Work task:
Please write out all of the records below exactly as they appear.
________________
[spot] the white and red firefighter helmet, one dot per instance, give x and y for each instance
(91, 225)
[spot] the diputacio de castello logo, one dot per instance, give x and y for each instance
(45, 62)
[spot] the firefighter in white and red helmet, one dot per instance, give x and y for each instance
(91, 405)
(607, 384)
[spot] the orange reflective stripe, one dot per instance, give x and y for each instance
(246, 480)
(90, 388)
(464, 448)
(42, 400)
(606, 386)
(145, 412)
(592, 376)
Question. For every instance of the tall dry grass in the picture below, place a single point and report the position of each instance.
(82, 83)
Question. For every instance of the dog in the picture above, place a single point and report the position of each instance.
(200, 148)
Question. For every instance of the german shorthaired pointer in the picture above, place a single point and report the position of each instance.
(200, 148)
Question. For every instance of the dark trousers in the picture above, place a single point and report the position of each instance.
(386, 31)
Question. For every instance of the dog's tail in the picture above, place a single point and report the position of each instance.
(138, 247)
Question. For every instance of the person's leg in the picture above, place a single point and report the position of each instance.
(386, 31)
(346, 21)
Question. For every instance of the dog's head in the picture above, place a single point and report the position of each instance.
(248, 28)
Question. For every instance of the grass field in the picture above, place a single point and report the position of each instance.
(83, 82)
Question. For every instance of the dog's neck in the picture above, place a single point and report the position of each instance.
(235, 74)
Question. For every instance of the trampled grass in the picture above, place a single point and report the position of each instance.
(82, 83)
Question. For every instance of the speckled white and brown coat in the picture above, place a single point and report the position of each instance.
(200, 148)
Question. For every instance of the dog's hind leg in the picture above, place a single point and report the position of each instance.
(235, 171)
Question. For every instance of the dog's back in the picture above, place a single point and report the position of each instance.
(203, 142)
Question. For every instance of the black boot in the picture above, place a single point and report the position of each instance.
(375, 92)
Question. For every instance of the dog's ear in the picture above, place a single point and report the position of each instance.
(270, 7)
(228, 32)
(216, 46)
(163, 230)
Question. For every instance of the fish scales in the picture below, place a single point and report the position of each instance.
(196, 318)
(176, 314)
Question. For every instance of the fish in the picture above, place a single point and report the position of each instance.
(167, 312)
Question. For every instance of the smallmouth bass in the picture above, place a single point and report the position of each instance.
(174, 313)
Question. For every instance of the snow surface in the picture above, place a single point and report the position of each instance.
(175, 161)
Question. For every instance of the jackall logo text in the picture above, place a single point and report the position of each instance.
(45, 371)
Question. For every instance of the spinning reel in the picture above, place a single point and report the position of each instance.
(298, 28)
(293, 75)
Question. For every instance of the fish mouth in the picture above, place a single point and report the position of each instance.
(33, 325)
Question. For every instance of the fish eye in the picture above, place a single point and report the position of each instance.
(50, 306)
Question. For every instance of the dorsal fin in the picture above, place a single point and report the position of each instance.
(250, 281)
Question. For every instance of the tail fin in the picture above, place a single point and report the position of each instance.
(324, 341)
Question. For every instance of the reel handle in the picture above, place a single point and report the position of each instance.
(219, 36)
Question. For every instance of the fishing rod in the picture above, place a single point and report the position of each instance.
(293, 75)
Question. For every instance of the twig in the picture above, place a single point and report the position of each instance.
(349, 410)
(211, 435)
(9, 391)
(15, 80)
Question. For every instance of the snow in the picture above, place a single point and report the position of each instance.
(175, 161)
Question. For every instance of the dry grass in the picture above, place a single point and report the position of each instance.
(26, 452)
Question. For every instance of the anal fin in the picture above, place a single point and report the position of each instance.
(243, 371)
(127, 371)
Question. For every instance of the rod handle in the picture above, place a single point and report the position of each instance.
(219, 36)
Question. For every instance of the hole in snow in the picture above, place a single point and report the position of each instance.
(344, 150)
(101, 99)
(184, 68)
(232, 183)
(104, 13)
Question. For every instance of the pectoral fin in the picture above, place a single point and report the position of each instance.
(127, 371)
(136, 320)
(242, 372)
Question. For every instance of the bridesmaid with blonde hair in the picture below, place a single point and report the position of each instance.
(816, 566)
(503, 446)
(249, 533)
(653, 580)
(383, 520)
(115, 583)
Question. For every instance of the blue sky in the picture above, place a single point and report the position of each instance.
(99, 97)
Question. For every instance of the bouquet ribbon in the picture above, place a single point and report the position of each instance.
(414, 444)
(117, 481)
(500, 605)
________________
Task answer:
[spot] the white and red firefighter helmet, one dot per instance, give x and y for each instance
(91, 225)
[spot] the diputacio de castello logo, one dot per instance, give x and y for each instance
(45, 62)
[spot] the firefighter in white and red helmet, one dot per instance, give x and y for each instance
(91, 405)
(607, 384)
[spot] the orange reflective stripe, one dot per instance, give x and y for each instance
(246, 480)
(90, 388)
(464, 448)
(42, 400)
(606, 386)
(145, 412)
(592, 376)
Question. For every instance of the tall dry grass in the picture below, place a single point and report the position of each instance.
(82, 83)
Question. For every instance of the dog in the picture above, place a single point and report the position of each instance.
(200, 148)
Question. For every instance of the german shorthaired pointer in the picture above, place a single point and report the position of each instance.
(200, 148)
Question. For every instance of the dark trousers in the picture above, place a single point and report the position of each instance.
(386, 31)
Question. For every instance of the dog's tail in the picture above, place a single point and report the position of each instance.
(138, 247)
Question. For every instance of the person's leg in the picture above, place a single point and report the position of each instance.
(386, 31)
(346, 21)
Question. For every instance of the dog's head in the picture above, place a single point and report the position of each instance.
(248, 28)
Question. For every instance of the grass field in the picture above, place a single point and report the position of each instance.
(83, 82)
Question. For every instance of the dog's neck in the picture above, place a single point and report the position of each instance.
(235, 74)
Question. For every instance of the trampled grass in the picture above, place a single point and report the position of each instance.
(82, 83)
Question. For every instance of the speckled white and brown coat in the picture above, place a single point and report the position of each instance.
(200, 148)
Question. For every instance of the dog's hind leg in the picture above, place a single point and report the position of each instance.
(235, 171)
Question. For every instance of the dog's back in the picture above, place a single point and report the position of each instance.
(203, 142)
Question. For every instance of the black boot in the picture above, place a single point and report the position of each instance.
(375, 92)
Question. For every instance of the dog's ear in the picture above, place a single point and report the position of each instance.
(270, 7)
(228, 32)
(216, 46)
(163, 230)
Question. For every instance of the fish scales in the picture below, place a single point and report the position of each instance.
(196, 318)
(176, 314)
Question. For every instance of the fish in the picture above, place a single point and report the position of each instance.
(167, 312)
Question. For every instance of the smallmouth bass in the picture above, place a single point and report the position of each instance.
(174, 313)
Question. For every instance of the snow surface in the picture above, place a single point and report the position of each instance.
(175, 161)
Question. For every instance of the jackall logo text in the picture above, place a single point and report the position of each instance.
(45, 371)
Question. For every instance of the spinning reel in the picture above, place a single point and report the position of each instance.
(298, 28)
(293, 75)
Question. For every instance of the fish mouth in the picture above, place a single point and report the position of each instance.
(33, 325)
Question. For every instance of the fish eye in the picture above, place a single point and report the position of each instance.
(50, 306)
Question. For every instance of the dorsal fin in the picture above, place a single point and report the position of each instance.
(250, 281)
Question. For every instance of the tail fin in the picture above, place a single point and report the position of each instance.
(324, 341)
Question. For every instance of the reel handle in the picture above, place a single point and report the position of each instance.
(219, 36)
Question. For every instance of the fishing rod in the picture above, place a single point and report the position of each instance.
(293, 75)
Question. For every instance of the twig in the picture above, place a single point and report the position of each instance.
(349, 410)
(211, 435)
(9, 391)
(15, 80)
Question. For every instance of the snow in the picture above, place a single point and report the position of each instance.
(175, 161)
Question. For every instance of the dry grass in the picture above, place a single point and report the position of each instance.
(26, 452)
Question. For every instance of the anal fin in the picture above, place a single point and report the position of each instance.
(243, 371)
(127, 371)
Question. For every instance of the rod handle in the picture above, place a single point and report the position of each instance.
(219, 36)
Question. For every instance of the hole in snow in the picture above, place a single point and report the position of each instance.
(344, 150)
(101, 99)
(184, 68)
(232, 183)
(104, 13)
Question. For every instance of the pectoral fin in the picture above, place a single point and report the position of each instance.
(127, 371)
(136, 320)
(242, 372)
Question. For every instance of the bridesmaid with blonde hair in the picture below, place a single point and report the position of each instance.
(816, 566)
(503, 446)
(249, 533)
(653, 580)
(383, 520)
(115, 583)
Question. For every instance of the blue sky in the picture above, place a single point and report the position of each instance.
(99, 97)
Question. For every instance of the bouquet ribbon in the picture above, place a single point and report the position of each instance.
(414, 444)
(117, 481)
(500, 605)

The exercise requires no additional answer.